**WHAT THE TASK ASKS**
Pull out every line of text in the material below, word for word, and omit the pictures.

**** GIVEN ENTRIES

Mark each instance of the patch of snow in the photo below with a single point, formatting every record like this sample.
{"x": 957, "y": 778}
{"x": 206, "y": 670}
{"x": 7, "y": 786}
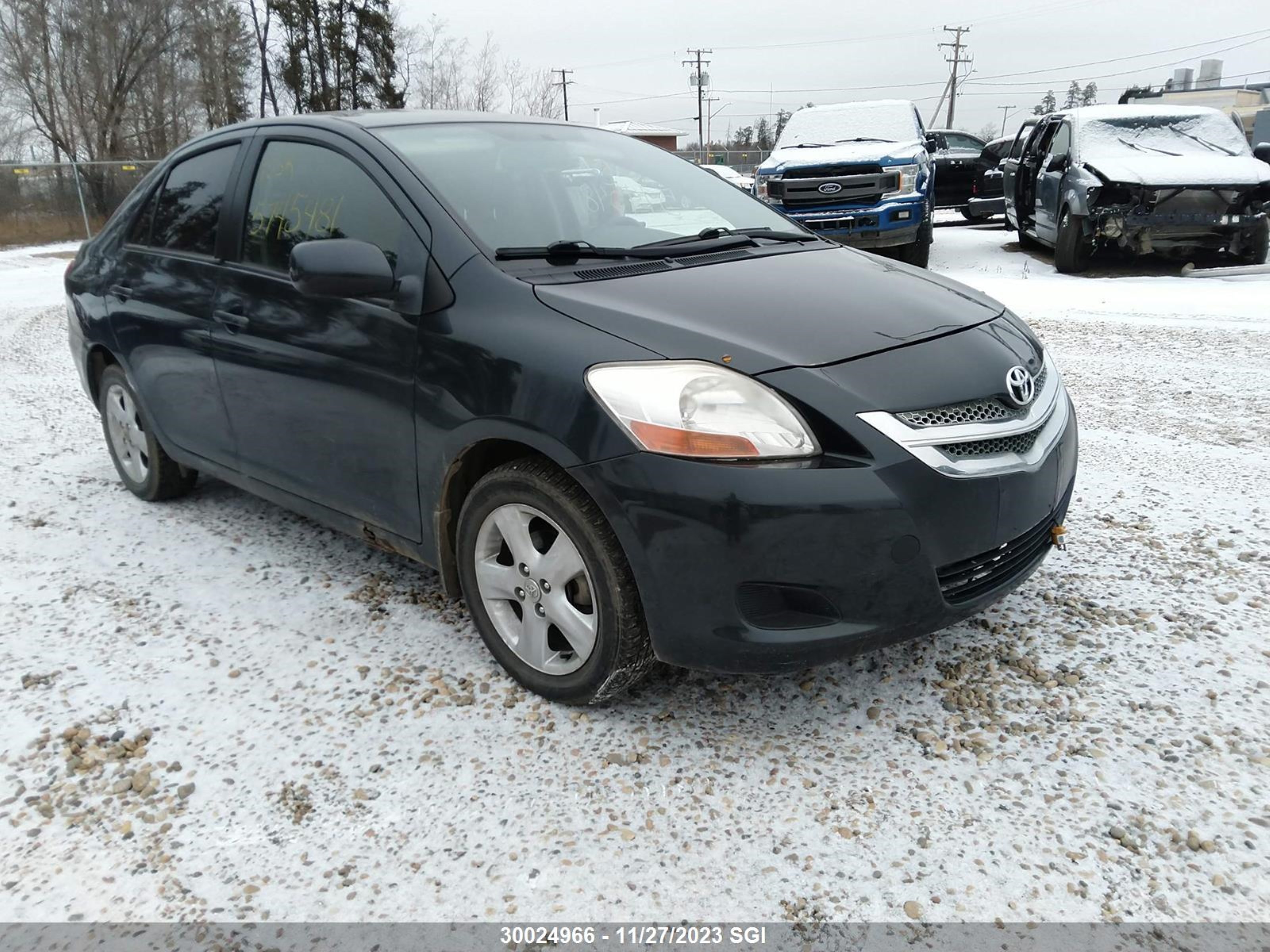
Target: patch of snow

********

**FULL SOLUTION**
Mark each instance of the patch of snow in the photo below with a single point, formatting every record like this sample.
{"x": 957, "y": 778}
{"x": 206, "y": 670}
{"x": 7, "y": 786}
Target: patch of snow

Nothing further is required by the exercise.